- ACTIVITY: The expected output is every record below, transcribed exactly, with the pictures left out.

INPUT DATA Start Marker

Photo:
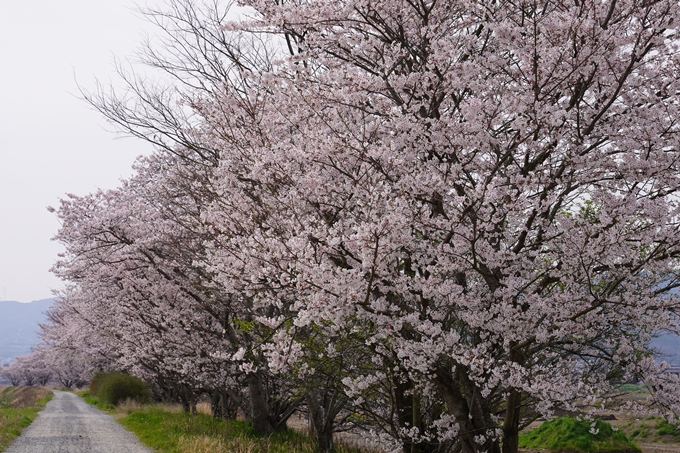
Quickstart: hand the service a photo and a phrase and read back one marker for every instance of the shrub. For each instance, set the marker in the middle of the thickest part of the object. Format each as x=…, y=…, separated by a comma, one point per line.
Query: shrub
x=114, y=388
x=576, y=435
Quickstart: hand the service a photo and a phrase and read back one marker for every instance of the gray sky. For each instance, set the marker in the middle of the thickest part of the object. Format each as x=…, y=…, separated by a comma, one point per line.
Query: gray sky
x=52, y=143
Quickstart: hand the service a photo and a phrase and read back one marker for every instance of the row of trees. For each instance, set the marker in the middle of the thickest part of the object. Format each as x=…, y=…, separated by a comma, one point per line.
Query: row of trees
x=43, y=367
x=435, y=219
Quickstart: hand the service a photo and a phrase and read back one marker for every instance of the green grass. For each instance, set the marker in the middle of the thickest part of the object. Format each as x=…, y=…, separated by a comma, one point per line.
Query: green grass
x=573, y=435
x=94, y=401
x=178, y=432
x=171, y=431
x=13, y=420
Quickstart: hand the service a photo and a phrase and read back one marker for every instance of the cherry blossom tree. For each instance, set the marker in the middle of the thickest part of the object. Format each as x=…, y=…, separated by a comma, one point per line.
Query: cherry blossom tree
x=486, y=192
x=491, y=189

INPUT DATA End Marker

- EXPECTED ANSWER:
Photo:
Quickstart: hand the service a photo and a phrase and read back one marker for every instance of the shrub. For each instance, set the marker in the middle of the thickest part of the object. Format each as x=…, y=…, separated by a comma, one point per line.
Query: shrub
x=114, y=388
x=576, y=435
Quickstart: hand the service a photo and a phrase and read back one marker for every instance of the gray sky. For each instance, set the marker in the middle of the thickest part of the object. Format each as x=…, y=…, separated by a comma, one point per line.
Query: gray sky
x=52, y=143
Quickstart: hand the service a photo and a phrase and read back one marker for every instance of the row of trees. For each instance, set the marker in the middle of the thickest part of the object. Format each as x=…, y=…, separated by a comma, one point per line.
Query: row of trees
x=43, y=367
x=435, y=219
Quickstart: hand the service a photo and a phrase and read back one marker for every instance of the green grass. For each instance, set the marker in the middle of the thickest part of the object. Format each as x=…, y=…, separated by a comma, one point per line.
Query: green grass
x=573, y=435
x=94, y=401
x=178, y=432
x=171, y=431
x=13, y=420
Quickstart: hand the service a photo and a phrase and read back one marker for every instance of the cherry blossom tree. For each instance, set the marker in the middle of the thickest part of the object. Format each as x=…, y=…, separated by a comma, one point per line.
Query: cherry blossom tree
x=486, y=192
x=491, y=189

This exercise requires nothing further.